## [Records for processing]
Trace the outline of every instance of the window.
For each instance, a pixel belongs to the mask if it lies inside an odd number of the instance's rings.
--
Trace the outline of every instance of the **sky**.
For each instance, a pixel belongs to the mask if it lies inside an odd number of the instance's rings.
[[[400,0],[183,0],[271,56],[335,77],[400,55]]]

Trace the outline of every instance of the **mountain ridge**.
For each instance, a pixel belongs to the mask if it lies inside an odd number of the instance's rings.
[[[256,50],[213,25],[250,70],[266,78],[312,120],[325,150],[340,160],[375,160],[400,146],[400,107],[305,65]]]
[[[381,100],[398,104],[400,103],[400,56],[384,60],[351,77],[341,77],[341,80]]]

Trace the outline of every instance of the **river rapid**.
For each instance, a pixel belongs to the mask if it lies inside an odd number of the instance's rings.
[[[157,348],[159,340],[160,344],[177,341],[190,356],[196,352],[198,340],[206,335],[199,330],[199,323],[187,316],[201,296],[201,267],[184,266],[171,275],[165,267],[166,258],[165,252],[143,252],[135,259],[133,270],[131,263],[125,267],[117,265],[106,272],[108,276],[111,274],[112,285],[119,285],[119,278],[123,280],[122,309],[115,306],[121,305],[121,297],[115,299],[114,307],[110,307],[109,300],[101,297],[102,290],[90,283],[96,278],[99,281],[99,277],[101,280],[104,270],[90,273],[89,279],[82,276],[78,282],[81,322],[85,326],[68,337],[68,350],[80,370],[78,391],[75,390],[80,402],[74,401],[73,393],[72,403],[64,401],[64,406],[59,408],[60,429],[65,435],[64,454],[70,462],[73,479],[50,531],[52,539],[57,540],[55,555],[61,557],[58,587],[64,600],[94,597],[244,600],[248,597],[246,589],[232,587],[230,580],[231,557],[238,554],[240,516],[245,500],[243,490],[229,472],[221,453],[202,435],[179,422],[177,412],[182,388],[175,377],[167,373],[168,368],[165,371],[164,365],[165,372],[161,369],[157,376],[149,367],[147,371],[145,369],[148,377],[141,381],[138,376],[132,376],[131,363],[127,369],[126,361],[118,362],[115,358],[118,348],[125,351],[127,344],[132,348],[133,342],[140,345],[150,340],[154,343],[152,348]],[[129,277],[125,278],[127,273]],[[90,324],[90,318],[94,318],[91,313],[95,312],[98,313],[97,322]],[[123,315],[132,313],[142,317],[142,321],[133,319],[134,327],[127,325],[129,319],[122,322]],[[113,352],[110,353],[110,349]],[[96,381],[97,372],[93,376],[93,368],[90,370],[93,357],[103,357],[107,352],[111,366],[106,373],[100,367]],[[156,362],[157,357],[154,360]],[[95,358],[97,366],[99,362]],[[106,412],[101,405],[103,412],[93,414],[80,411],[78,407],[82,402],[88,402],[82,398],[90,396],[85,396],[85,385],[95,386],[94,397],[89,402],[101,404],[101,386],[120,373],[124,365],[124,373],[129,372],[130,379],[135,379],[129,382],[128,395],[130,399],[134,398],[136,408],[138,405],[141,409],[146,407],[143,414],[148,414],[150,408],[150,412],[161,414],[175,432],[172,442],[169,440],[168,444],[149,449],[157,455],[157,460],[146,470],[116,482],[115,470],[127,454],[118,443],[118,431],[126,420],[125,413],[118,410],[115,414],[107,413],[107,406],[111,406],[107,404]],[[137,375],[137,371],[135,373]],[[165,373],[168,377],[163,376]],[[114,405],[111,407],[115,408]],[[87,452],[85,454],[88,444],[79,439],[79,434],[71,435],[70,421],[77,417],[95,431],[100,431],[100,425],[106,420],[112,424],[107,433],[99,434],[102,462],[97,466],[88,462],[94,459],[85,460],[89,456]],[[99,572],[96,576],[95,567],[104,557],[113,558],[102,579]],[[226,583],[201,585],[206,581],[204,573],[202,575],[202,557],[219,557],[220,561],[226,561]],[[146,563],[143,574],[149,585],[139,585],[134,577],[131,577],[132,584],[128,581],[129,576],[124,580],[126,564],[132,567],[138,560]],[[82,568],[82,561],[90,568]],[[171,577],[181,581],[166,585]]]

## [What needs to be done]
Using the records above, find and show each line with the string "every".

## [Answer area]
Trace the outline of every instance of the window.
Trace the outline of every instance of the **sky**.
Trace the outline of every instance of the **mountain ridge**.
Trace the outline of every instance of the **river rapid**.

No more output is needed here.